- Directions:
a - In the article on shipping decarbonization, what share of the shipping executives interviewed for the July 7 Shell and Deloitte report viewed decarbonization as important or a top-three priority?
b - Repeat everything from "Shipowners are already" down to "new milestone goals." in the article on shipping decarbonization, word for word.
c - Using the article on shipping decarbonization, explain why Yang Ming Marine is said to have already met its IMO 2030 target.

- Document extract:
▬▬▬

Shipping companies in Asia and around the globe are steaming ahead with efforts to minimize their carbon footprint as the urgency to decarbonize intensifies after a fairly smooth transition to the International Maritime Organization’s low-sulfur mandate for marine fuels.

The IMO in April 2018 laid out its strategy to reduce the shipping industry’s total greenhouse gas emissions in 2050 by at least 50% from 2008 levels, and to reduce CO2 emissions per transport work by at least 40% by 2030.

Various non-government environmental organizations recently voiced support for the emission reductions at IMO’s virtual GHG talks in early July.

The NGOs in a joint statement said “good technical progress” made at the virtual event “revealed that a properly enforced goal-based operational efficiency measure would unlock net savings for the shipping industry, as well as reducing CO2 emissions, and … looks increasingly inevitable.”

Shell, Deloitte Netherlands and Deloitte UK collaborated in a report released July 7 showing 95% of shipping executives interviewed worldwide viewed decarbonization as important, or a top-three priority, and nearly 80% noted its importance had increased significantly over the past 18 months.

“While shipping leaders are rightly focused on the current challenges of the COVID-19 pandemic, our research shows that they still have their sights on the horizon and identify decarbonizing shipping as a top priority,” Grahaeme Henderson, vice president Shell Shipping & Maritime, said in a statement then.

Companies ramp up efforts

Shipowners are already making plans to intensify their GHG initiatives.

On July 7, Japan’s Kawasaki Kisen Kaisha, or K Line, revised its Environmental Vision 2050-Blue Seas for the Future, rearranging its targets into decarbonization with an “aim for zero environmental impact,” and setting new milestone goals.

K Line said it now targets improving CO2 emission efficiency for 2030 by 50% compared with 2008 levels, surpassing the IMO target of a 40% reduction.

Last year, NYK dry bulk carrier Frontier Sky conducted a trial use of biofuel, considered carbon-neutral, in Europe after the fuel was bunkered at the Port of Rotterdam in the Netherlands.

Taiwan’s Yang Ming Marine has already met its IMO 2030 target roughly over a decade early. In 2019, its fleet’s average carbon intensity – CO2 emissions per transport work—was down 51% compared with 2008 levels, falling from 99.4 g/TEU-km to 48.1 g/TEU-km, the company recently said.

▬▬▬

- Input data:
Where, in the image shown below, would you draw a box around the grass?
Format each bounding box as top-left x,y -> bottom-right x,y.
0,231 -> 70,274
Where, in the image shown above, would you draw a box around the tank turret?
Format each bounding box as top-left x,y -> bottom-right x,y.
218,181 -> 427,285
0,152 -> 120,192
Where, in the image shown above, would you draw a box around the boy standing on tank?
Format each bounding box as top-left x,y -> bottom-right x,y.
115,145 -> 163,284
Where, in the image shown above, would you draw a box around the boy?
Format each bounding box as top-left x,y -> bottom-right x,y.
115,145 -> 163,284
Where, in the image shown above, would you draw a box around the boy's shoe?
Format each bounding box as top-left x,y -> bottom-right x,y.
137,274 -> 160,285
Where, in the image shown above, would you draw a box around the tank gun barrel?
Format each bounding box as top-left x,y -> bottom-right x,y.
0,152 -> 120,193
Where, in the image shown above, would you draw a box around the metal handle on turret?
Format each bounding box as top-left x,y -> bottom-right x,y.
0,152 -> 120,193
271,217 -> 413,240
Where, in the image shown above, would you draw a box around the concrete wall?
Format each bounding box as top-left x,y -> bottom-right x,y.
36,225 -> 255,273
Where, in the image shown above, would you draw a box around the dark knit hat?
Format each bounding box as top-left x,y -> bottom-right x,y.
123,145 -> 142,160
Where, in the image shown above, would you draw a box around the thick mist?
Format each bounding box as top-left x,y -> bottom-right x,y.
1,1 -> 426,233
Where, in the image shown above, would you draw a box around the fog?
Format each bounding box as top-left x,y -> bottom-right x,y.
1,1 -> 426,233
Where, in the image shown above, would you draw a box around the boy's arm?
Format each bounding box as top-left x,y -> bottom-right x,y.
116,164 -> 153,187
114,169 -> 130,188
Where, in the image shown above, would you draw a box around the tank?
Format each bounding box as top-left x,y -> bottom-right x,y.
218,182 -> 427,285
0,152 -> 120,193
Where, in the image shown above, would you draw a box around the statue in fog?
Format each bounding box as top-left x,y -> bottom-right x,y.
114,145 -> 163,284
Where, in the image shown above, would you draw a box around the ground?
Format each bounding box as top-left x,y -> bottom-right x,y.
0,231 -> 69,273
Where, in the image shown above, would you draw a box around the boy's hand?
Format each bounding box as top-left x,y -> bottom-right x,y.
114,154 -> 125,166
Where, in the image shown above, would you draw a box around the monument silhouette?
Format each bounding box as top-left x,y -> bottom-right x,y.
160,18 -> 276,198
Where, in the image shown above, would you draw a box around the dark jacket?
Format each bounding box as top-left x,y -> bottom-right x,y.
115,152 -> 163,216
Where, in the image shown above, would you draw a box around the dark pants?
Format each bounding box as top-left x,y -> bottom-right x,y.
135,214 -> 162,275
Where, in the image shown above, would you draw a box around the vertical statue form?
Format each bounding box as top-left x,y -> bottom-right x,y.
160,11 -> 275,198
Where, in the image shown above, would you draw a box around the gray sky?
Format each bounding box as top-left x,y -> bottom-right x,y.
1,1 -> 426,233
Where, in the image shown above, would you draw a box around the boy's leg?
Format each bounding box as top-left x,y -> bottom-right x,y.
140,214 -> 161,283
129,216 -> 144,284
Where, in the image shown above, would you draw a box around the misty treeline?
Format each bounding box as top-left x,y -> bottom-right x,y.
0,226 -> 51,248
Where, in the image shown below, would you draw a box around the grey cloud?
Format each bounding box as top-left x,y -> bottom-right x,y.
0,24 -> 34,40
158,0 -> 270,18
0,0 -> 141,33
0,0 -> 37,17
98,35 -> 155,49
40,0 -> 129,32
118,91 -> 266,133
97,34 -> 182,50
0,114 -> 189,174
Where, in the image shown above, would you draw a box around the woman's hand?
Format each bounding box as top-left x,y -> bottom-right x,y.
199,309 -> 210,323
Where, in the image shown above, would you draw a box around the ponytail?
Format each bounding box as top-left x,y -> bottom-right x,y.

▬▬▬

- Answers to the exercises:
a - 95%

b -
Shipowners are already making plans to intensify their GHG initiatives.

On July 7, Japan’s Kawasaki Kisen Kaisha, or K Line, revised its Environmental Vision 2050-Blue Seas for the Future, rearranging its targets into decarbonization with an “aim for zero environmental impact,” and setting new milestone goals.

c - The IMO's 2030 goal is to cut CO2 emissions per transport work by at least 40% from 2008 levels. In 2019, Yang Ming's fleet average carbon intensity was already 51% below 2008 levels. It fell from 99.4 g/TEU-km to 48.1 g/TEU-km.